[Location labeling records]
>> Begin

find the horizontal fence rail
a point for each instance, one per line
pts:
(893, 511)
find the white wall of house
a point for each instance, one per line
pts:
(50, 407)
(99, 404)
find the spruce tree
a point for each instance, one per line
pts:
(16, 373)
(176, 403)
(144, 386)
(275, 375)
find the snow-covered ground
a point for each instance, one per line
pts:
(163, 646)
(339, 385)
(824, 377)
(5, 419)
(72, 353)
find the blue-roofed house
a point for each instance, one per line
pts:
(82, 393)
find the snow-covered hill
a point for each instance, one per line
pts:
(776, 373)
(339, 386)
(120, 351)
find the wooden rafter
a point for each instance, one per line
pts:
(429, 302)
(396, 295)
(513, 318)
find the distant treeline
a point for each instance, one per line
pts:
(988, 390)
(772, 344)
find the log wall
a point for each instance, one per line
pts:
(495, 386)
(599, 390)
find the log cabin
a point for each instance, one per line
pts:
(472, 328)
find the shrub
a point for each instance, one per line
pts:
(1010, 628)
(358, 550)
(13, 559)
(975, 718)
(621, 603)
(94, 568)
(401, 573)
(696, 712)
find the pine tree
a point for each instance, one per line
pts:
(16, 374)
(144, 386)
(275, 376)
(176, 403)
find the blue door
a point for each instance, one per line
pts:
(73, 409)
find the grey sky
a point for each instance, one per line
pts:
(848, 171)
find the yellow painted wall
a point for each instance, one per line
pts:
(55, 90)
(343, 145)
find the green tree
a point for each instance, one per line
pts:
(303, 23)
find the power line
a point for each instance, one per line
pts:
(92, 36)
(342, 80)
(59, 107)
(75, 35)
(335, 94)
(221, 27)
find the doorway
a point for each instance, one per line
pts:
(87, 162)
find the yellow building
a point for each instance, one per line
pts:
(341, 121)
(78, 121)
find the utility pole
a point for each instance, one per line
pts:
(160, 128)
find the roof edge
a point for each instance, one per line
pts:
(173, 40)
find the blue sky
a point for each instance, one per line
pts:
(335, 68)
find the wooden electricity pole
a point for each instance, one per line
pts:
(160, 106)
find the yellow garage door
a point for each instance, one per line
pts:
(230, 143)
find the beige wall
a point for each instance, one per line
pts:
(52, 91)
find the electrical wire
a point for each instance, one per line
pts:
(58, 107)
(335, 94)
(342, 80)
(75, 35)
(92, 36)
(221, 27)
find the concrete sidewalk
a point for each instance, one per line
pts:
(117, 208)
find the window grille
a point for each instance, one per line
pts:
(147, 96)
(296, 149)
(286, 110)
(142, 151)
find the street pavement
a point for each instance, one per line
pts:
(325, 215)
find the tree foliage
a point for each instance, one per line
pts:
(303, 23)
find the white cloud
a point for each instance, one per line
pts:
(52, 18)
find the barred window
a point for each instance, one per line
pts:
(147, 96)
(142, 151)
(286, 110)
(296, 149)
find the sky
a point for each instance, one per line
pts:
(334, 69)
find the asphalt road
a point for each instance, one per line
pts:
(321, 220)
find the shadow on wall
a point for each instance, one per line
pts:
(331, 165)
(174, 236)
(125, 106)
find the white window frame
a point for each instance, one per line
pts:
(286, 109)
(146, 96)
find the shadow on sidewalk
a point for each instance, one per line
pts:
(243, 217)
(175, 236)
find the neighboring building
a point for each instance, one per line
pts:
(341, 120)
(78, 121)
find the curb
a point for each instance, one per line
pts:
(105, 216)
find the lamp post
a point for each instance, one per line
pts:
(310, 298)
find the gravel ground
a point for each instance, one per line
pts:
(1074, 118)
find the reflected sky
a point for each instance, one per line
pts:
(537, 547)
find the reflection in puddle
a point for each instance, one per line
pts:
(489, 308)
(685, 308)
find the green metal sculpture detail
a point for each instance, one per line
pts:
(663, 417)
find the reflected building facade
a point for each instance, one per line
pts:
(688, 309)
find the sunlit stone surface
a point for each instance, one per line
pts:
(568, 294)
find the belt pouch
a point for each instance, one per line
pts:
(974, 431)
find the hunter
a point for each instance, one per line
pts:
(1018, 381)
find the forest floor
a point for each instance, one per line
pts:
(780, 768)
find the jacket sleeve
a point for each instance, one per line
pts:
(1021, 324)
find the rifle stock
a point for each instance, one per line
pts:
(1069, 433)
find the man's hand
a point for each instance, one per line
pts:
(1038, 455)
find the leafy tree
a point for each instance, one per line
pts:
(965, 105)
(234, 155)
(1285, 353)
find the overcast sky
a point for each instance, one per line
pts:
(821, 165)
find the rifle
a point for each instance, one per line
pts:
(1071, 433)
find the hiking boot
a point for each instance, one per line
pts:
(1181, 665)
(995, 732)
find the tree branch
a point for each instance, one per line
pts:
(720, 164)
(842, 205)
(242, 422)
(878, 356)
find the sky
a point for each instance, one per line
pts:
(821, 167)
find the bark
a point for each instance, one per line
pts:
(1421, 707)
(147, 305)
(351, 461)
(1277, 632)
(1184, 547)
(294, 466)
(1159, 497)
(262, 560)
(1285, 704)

>> End

**WORK TO DO:**
Please put every line of the material above into a JSON list of strings, one string per line, with blank lines left out.

**SOLUTION FOR THIS TASK:**
[
  "find the horizontal fence rail",
  "a point for each instance, one per line",
  "pts:",
  "(893, 511)",
  "find the white wall of house",
  "a point for each instance, one per line",
  "pts:",
  "(50, 407)",
  "(99, 404)",
  "find the spruce tree",
  "a point for each instance, one per line",
  "pts:",
  "(16, 373)",
  "(176, 403)",
  "(144, 386)",
  "(275, 375)",
  "find the snow-covered ground",
  "a point for each instance, one per line",
  "pts:",
  "(163, 646)",
  "(339, 385)",
  "(824, 377)",
  "(5, 419)",
  "(72, 353)",
  "find the blue-roofed house",
  "a point for each instance, one per line",
  "pts:",
  "(82, 393)",
  "find the snow-covered hill",
  "a point for each instance, one per line",
  "pts:",
  "(776, 373)",
  "(339, 386)",
  "(120, 351)",
  "find the wooden rafter",
  "a point for each instance, one per line",
  "pts:",
  "(429, 302)",
  "(396, 295)",
  "(513, 318)",
  "find the distant treeline",
  "a point for each instance, one per line",
  "pts:",
  "(988, 390)",
  "(772, 344)",
  "find the log wall",
  "a point for each instance, one per line",
  "pts:",
  "(495, 386)",
  "(599, 390)",
  "find the log cabin",
  "a point for each instance, one per line",
  "pts:",
  "(472, 328)",
  "find the shrub",
  "a point for each instance, one per line",
  "pts:",
  "(1010, 628)",
  "(358, 550)",
  "(13, 559)",
  "(975, 718)",
  "(621, 603)",
  "(94, 568)",
  "(401, 573)",
  "(696, 712)",
  "find the pine tree",
  "a point for each instance, one per line",
  "pts:",
  "(16, 374)",
  "(144, 386)",
  "(275, 376)",
  "(176, 403)",
  "find the blue door",
  "a point for each instance, one per line",
  "pts:",
  "(73, 409)",
  "find the grey sky",
  "a point for each instance, one per line",
  "pts:",
  "(848, 171)",
  "find the yellow painted wall",
  "a point for each instance, one per line",
  "pts:",
  "(55, 90)",
  "(343, 145)",
  "find the green tree",
  "a point for each instance, one per line",
  "pts:",
  "(303, 23)",
  "find the power line",
  "a point for each instance, one per line",
  "pts:",
  "(92, 36)",
  "(342, 80)",
  "(59, 107)",
  "(75, 35)",
  "(335, 94)",
  "(221, 27)",
  "find the doorway",
  "a point for each instance, one per line",
  "pts:",
  "(87, 162)",
  "find the yellow building",
  "a point for each instance, one per line",
  "pts:",
  "(341, 121)",
  "(78, 121)",
  "find the utility pole",
  "a point for each instance, one per line",
  "pts:",
  "(160, 128)",
  "find the roof edge",
  "a point for each instance, one per line",
  "pts:",
  "(173, 40)",
  "find the blue sky",
  "a point for each instance, one per line",
  "pts:",
  "(335, 68)",
  "find the wooden electricity pole",
  "a point for each instance, one per line",
  "pts:",
  "(160, 106)",
  "find the yellow garage door",
  "a point for each instance, one per line",
  "pts:",
  "(230, 143)",
  "find the beige wall",
  "a point for each instance, one per line",
  "pts:",
  "(52, 91)",
  "find the electrical wire",
  "a point for each instance, one per line",
  "pts:",
  "(58, 107)",
  "(335, 94)",
  "(342, 80)",
  "(75, 35)",
  "(92, 36)",
  "(221, 27)",
  "find the concrete sidewalk",
  "a point for each instance, one per line",
  "pts:",
  "(117, 208)",
  "find the window grille",
  "a point for each instance, one per line",
  "pts:",
  "(147, 96)",
  "(296, 149)",
  "(286, 110)",
  "(142, 151)",
  "find the street pavement",
  "a point for each instance, one per line",
  "pts:",
  "(325, 215)",
  "find the tree foliage",
  "a point for each instance, one per line",
  "pts:",
  "(303, 23)",
  "find the white cloud",
  "a point for each instance, one per line",
  "pts:",
  "(52, 18)",
  "find the barred window",
  "a point for each instance, one per line",
  "pts:",
  "(147, 96)",
  "(142, 151)",
  "(286, 110)",
  "(296, 149)",
  "find the sky",
  "a point for each instance, one per line",
  "pts:",
  "(334, 69)",
  "find the asphalt road",
  "a point for each instance, one per line",
  "pts:",
  "(321, 220)",
  "find the shadow on wall",
  "a point for each instance, one per line",
  "pts:",
  "(331, 165)",
  "(174, 236)",
  "(125, 106)",
  "find the white window frame",
  "a point for each instance, one per line",
  "pts:",
  "(286, 109)",
  "(146, 96)",
  "find the shadow on sidewalk",
  "a point for each instance, one per line",
  "pts:",
  "(243, 217)",
  "(175, 236)",
  "find the neighboring building",
  "a point for each instance, one per line",
  "pts:",
  "(341, 120)",
  "(78, 121)",
  "find the curb",
  "a point for each instance, one per line",
  "pts:",
  "(105, 216)",
  "find the lamp post",
  "a point for each instance, one per line",
  "pts:",
  "(310, 298)",
  "find the gravel ground",
  "a point for each instance, one per line",
  "pts:",
  "(1074, 118)",
  "find the reflected sky",
  "a point for each instance, one per line",
  "pts:",
  "(537, 547)",
  "find the reflection in puddle",
  "a point for each instance, one per line",
  "pts:",
  "(489, 308)",
  "(685, 308)",
  "find the green metal sculpture detail",
  "a point for each instance, one per line",
  "pts:",
  "(663, 417)",
  "find the reflected building facade",
  "a point for each instance, one per line",
  "pts:",
  "(688, 309)",
  "find the sunlit stone surface",
  "a point for each instance, one per line",
  "pts:",
  "(568, 294)",
  "find the belt pouch",
  "a point for each instance, one per line",
  "pts:",
  "(974, 431)",
  "find the hunter",
  "a point for each instance, one per line",
  "pts:",
  "(1018, 381)",
  "find the forest floor",
  "a point for each instance, one per line",
  "pts:",
  "(780, 768)",
  "find the jacket sleeve",
  "a point for each instance, one per line",
  "pts:",
  "(1021, 324)",
  "find the rifle stock",
  "a point for each instance, one per line",
  "pts:",
  "(1069, 433)",
  "find the man's hand",
  "a point for each instance, one per line",
  "pts:",
  "(1038, 455)",
  "find the leafy tree",
  "a point for each instance, one per line",
  "pts:",
  "(965, 105)",
  "(234, 155)",
  "(1285, 353)",
  "find the overcast sky",
  "a point for each instance, one per line",
  "pts:",
  "(821, 165)",
  "find the rifle",
  "a point for each instance, one per line",
  "pts:",
  "(1071, 433)",
  "find the hiking boot",
  "a point for each instance, one per line",
  "pts:",
  "(1181, 665)",
  "(995, 732)",
  "find the tree branch",
  "a point for each instance, one per line",
  "pts:",
  "(720, 164)",
  "(842, 205)",
  "(242, 422)",
  "(878, 356)",
  "find the sky",
  "a point for each instance, one per line",
  "pts:",
  "(821, 167)",
  "find the bark",
  "a point for each instance, one per line",
  "pts:",
  "(1421, 707)",
  "(147, 305)",
  "(351, 461)",
  "(1277, 632)",
  "(1184, 547)",
  "(294, 466)",
  "(1159, 497)",
  "(262, 560)",
  "(1285, 704)"
]